→ **Your objective**
All of the records below should be output exactly.

....

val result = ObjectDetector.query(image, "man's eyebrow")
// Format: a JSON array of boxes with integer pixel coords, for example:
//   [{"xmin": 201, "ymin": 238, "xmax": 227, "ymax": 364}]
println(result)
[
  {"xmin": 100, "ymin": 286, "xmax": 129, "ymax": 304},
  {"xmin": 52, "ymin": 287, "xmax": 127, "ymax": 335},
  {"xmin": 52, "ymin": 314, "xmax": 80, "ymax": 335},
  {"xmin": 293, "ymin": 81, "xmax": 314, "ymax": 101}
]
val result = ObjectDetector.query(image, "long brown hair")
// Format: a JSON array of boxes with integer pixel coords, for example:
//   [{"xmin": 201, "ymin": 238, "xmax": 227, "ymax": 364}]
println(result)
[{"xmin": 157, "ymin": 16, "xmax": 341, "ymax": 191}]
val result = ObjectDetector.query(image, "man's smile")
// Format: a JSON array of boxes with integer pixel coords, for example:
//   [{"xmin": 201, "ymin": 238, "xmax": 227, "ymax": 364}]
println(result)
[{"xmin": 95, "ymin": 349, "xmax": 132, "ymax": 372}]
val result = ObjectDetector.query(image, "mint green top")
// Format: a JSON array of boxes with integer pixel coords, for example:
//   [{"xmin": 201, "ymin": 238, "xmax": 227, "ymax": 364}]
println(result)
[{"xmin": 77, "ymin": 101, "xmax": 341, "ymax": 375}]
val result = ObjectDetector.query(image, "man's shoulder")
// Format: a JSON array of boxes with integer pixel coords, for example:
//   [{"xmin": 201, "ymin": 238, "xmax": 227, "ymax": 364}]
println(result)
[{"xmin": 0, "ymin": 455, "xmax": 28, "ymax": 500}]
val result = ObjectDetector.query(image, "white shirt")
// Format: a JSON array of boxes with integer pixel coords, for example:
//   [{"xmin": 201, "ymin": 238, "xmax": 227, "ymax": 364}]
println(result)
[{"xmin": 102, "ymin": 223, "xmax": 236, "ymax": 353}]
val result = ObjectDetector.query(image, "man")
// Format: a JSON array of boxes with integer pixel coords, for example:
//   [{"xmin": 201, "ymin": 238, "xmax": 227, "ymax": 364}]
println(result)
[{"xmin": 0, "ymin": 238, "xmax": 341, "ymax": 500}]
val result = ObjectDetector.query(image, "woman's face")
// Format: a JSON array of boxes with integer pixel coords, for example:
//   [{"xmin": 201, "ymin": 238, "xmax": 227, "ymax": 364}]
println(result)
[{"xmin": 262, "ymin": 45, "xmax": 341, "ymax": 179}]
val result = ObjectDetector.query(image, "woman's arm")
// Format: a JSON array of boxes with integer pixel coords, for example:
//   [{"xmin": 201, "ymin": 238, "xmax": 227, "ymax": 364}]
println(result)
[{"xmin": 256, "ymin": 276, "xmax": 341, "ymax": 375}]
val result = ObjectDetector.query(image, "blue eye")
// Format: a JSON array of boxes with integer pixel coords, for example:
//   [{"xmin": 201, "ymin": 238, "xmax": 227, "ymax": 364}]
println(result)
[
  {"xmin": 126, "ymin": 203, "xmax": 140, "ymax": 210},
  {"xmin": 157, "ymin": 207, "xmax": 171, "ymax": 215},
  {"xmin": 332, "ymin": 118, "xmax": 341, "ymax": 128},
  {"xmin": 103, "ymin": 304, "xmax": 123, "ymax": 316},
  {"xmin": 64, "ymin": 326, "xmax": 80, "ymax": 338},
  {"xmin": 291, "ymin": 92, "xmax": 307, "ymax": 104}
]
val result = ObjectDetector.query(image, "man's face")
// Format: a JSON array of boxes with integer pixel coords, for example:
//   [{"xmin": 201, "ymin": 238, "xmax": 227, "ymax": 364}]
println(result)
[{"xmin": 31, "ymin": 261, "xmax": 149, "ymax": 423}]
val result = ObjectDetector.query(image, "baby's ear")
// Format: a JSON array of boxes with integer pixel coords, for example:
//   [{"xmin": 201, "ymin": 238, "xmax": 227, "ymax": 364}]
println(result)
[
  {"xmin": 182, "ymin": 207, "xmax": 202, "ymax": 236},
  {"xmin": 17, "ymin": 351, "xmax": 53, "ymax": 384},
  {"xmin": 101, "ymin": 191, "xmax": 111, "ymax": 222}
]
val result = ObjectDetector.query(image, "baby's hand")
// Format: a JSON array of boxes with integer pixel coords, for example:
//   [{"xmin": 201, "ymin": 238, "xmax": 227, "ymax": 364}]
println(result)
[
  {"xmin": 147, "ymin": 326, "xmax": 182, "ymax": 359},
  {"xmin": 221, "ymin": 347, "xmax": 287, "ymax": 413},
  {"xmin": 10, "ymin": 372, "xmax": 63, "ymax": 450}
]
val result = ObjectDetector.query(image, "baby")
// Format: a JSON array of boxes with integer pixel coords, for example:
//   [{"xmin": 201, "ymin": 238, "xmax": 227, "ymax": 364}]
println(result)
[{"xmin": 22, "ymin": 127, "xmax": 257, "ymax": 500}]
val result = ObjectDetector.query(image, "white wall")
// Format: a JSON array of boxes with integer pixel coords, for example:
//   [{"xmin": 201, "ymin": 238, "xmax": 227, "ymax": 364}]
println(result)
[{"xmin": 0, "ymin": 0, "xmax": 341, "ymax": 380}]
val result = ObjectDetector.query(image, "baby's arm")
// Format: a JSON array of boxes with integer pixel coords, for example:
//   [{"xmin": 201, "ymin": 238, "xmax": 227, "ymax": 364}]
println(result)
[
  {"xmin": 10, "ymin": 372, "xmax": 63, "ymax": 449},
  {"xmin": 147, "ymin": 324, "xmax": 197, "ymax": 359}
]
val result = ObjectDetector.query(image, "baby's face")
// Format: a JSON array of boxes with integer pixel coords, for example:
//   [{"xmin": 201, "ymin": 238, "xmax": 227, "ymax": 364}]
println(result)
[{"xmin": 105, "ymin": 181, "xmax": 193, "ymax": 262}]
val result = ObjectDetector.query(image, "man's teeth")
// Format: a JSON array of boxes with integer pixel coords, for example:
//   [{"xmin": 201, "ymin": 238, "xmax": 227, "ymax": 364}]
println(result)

....

→ **Output below**
val result = ObjectDetector.query(image, "man's eyebrow")
// Format: a JSON array of boxes with integer pixel coords, for example:
//   [{"xmin": 201, "ymin": 238, "xmax": 227, "ymax": 364}]
println(result)
[
  {"xmin": 100, "ymin": 286, "xmax": 129, "ymax": 304},
  {"xmin": 52, "ymin": 287, "xmax": 127, "ymax": 335},
  {"xmin": 52, "ymin": 314, "xmax": 80, "ymax": 335},
  {"xmin": 293, "ymin": 81, "xmax": 314, "ymax": 101}
]
val result = ObjectDetector.query(image, "long brown hair")
// Format: a JSON array of boxes with integer pixel coords, for example:
//   [{"xmin": 201, "ymin": 238, "xmax": 227, "ymax": 364}]
println(result)
[{"xmin": 157, "ymin": 16, "xmax": 341, "ymax": 191}]
val result = ObjectDetector.query(image, "man's smile")
// Format: a JSON array of boxes with integer pixel coords, for example:
//   [{"xmin": 201, "ymin": 238, "xmax": 227, "ymax": 364}]
println(result)
[{"xmin": 95, "ymin": 349, "xmax": 132, "ymax": 372}]
val result = ObjectDetector.query(image, "mint green top")
// Format: a JSON array of boxes with integer pixel coords, for example:
//   [{"xmin": 201, "ymin": 238, "xmax": 227, "ymax": 364}]
println(result)
[{"xmin": 77, "ymin": 101, "xmax": 341, "ymax": 375}]
val result = ObjectDetector.query(image, "man's shoulder")
// Format: a JSON array of boxes with integer pixel coords, for example:
//   [{"xmin": 201, "ymin": 238, "xmax": 227, "ymax": 364}]
println(result)
[{"xmin": 0, "ymin": 455, "xmax": 28, "ymax": 500}]
val result = ObjectDetector.query(image, "white shirt")
// Format: a JSON array of boxes with integer pixel coords, for example:
//   [{"xmin": 201, "ymin": 238, "xmax": 227, "ymax": 364}]
println(result)
[{"xmin": 102, "ymin": 223, "xmax": 236, "ymax": 353}]
val result = ObjectDetector.query(image, "man")
// Format: a JSON array of boxes with integer pixel coords, for example:
//   [{"xmin": 201, "ymin": 238, "xmax": 227, "ymax": 364}]
println(result)
[{"xmin": 0, "ymin": 238, "xmax": 341, "ymax": 500}]
val result = ObjectDetector.query(image, "woman's face")
// Format: a JSON array of boxes with integer pixel coords, for example:
//   [{"xmin": 201, "ymin": 238, "xmax": 227, "ymax": 364}]
println(result)
[{"xmin": 262, "ymin": 45, "xmax": 341, "ymax": 179}]
val result = ObjectDetector.query(image, "woman's arm")
// Format: a JSON array of boxes with integer pixel coords, for example:
//   [{"xmin": 201, "ymin": 238, "xmax": 227, "ymax": 364}]
println(result)
[{"xmin": 256, "ymin": 276, "xmax": 341, "ymax": 375}]
val result = ObjectDetector.query(image, "blue eye")
// Format: a JSON array of boxes with integer pixel coords, for example:
//   [{"xmin": 201, "ymin": 238, "xmax": 227, "ymax": 364}]
println(result)
[
  {"xmin": 126, "ymin": 203, "xmax": 140, "ymax": 210},
  {"xmin": 157, "ymin": 207, "xmax": 171, "ymax": 215},
  {"xmin": 332, "ymin": 118, "xmax": 341, "ymax": 128},
  {"xmin": 103, "ymin": 304, "xmax": 123, "ymax": 316},
  {"xmin": 64, "ymin": 326, "xmax": 80, "ymax": 338},
  {"xmin": 291, "ymin": 92, "xmax": 307, "ymax": 104}
]
val result = ObjectDetector.query(image, "man's face")
// Format: a JSON array of boxes with integer pixel coords, for example:
//   [{"xmin": 201, "ymin": 238, "xmax": 227, "ymax": 364}]
println(result)
[{"xmin": 31, "ymin": 261, "xmax": 149, "ymax": 423}]
val result = ObjectDetector.query(image, "baby's ear")
// Format: a JSON array of boxes with integer pixel coords, for example:
//   [{"xmin": 201, "ymin": 238, "xmax": 227, "ymax": 364}]
println(result)
[
  {"xmin": 182, "ymin": 207, "xmax": 202, "ymax": 236},
  {"xmin": 17, "ymin": 351, "xmax": 53, "ymax": 384},
  {"xmin": 101, "ymin": 191, "xmax": 111, "ymax": 222}
]
val result = ObjectDetector.query(image, "baby's hand")
// Format: a JSON array of boxes with integer pixel coords, for example:
//   [{"xmin": 201, "ymin": 238, "xmax": 227, "ymax": 364}]
println(result)
[
  {"xmin": 147, "ymin": 326, "xmax": 182, "ymax": 359},
  {"xmin": 221, "ymin": 347, "xmax": 287, "ymax": 413},
  {"xmin": 10, "ymin": 372, "xmax": 63, "ymax": 450}
]
val result = ObjectDetector.query(image, "baby")
// Format: a JSON array of boxes with integer pixel coords, for example:
//   [{"xmin": 201, "ymin": 238, "xmax": 227, "ymax": 364}]
println(result)
[{"xmin": 22, "ymin": 127, "xmax": 257, "ymax": 500}]
val result = ObjectDetector.query(image, "white wall")
// Format: a JSON array of boxes with integer pixel coords, for example:
//   [{"xmin": 201, "ymin": 238, "xmax": 227, "ymax": 364}]
println(result)
[{"xmin": 0, "ymin": 0, "xmax": 341, "ymax": 380}]
val result = ObjectDetector.query(image, "baby's arm")
// Format: a JSON array of boxes with integer pixel coords, for example:
//   [{"xmin": 201, "ymin": 238, "xmax": 227, "ymax": 364}]
println(result)
[
  {"xmin": 10, "ymin": 372, "xmax": 63, "ymax": 449},
  {"xmin": 147, "ymin": 324, "xmax": 197, "ymax": 359}
]
val result = ObjectDetector.query(image, "baby's face")
// Format: a JSON array of boxes with integer pixel coords, for example:
//   [{"xmin": 201, "ymin": 238, "xmax": 227, "ymax": 364}]
println(result)
[{"xmin": 105, "ymin": 181, "xmax": 193, "ymax": 262}]
val result = ObjectDetector.query(image, "man's teeth")
// Format: a JSON array of boxes with integer pixel coords, for example:
//   [{"xmin": 201, "ymin": 238, "xmax": 227, "ymax": 364}]
println(result)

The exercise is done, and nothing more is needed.